* GIVEN TASK *
Every line below is to be quoted exactly, with nothing added or dropped.

* Dataset excerpt *
++++++++++

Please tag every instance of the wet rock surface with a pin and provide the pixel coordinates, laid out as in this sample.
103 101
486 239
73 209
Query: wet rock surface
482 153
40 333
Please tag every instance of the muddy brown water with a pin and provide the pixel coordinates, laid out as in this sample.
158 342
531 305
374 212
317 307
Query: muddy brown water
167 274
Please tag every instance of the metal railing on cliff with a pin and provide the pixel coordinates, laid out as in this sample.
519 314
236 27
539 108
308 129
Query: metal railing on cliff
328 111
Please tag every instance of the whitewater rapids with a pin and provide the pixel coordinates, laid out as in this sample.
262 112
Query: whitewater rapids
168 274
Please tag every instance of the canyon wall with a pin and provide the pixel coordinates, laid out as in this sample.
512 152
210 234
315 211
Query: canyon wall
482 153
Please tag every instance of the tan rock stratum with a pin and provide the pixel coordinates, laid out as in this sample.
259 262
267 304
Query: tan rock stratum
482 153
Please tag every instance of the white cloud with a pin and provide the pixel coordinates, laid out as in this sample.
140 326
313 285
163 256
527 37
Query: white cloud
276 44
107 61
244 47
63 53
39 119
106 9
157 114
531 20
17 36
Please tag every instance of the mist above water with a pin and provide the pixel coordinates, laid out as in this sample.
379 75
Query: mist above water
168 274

++++++++++

* THE REPLY *
Please tag every instance of the wet rock surface with a pin and provide the pixel coordinates, laid out as in this sample.
103 101
486 239
73 209
Query: wet rock surface
482 153
40 333
Please tag every instance of the muddy brown water with a pin and provide the pixel coordinates, laid out as in this sample.
158 342
531 305
374 212
317 307
Query: muddy brown water
167 274
Please tag every instance of the metal railing on cliff with a pin and provide the pixel coordinates, laid out as in this sample.
519 314
236 27
539 108
308 129
Query: metal railing on cliff
328 111
Please tag every instance of the whitewater rapids with a pin and provide the pixel coordinates, laid out as in this sample.
262 112
Query: whitewater rapids
168 274
Please tag every instance of the canyon wall with a pin and provide the pixel coordinates, laid out as in this sample.
512 152
210 234
315 211
Query: canyon wall
482 153
Please tag every instance of the tan rock stratum with a pin and provide the pixel coordinates, laid out as in this sample.
259 262
267 304
Query: tan rock stratum
482 153
Please tag every instance of the white cloud with a pin and provide the pixel coordinates, laid out as in this sample.
140 326
313 285
163 256
527 37
Query: white cloud
276 44
107 61
244 47
63 53
39 119
106 9
157 114
531 20
17 36
Please tag every instance of the mist above water with a pin and provide the pixel coordinates, laid out as in this sample.
379 75
Query: mist above water
168 274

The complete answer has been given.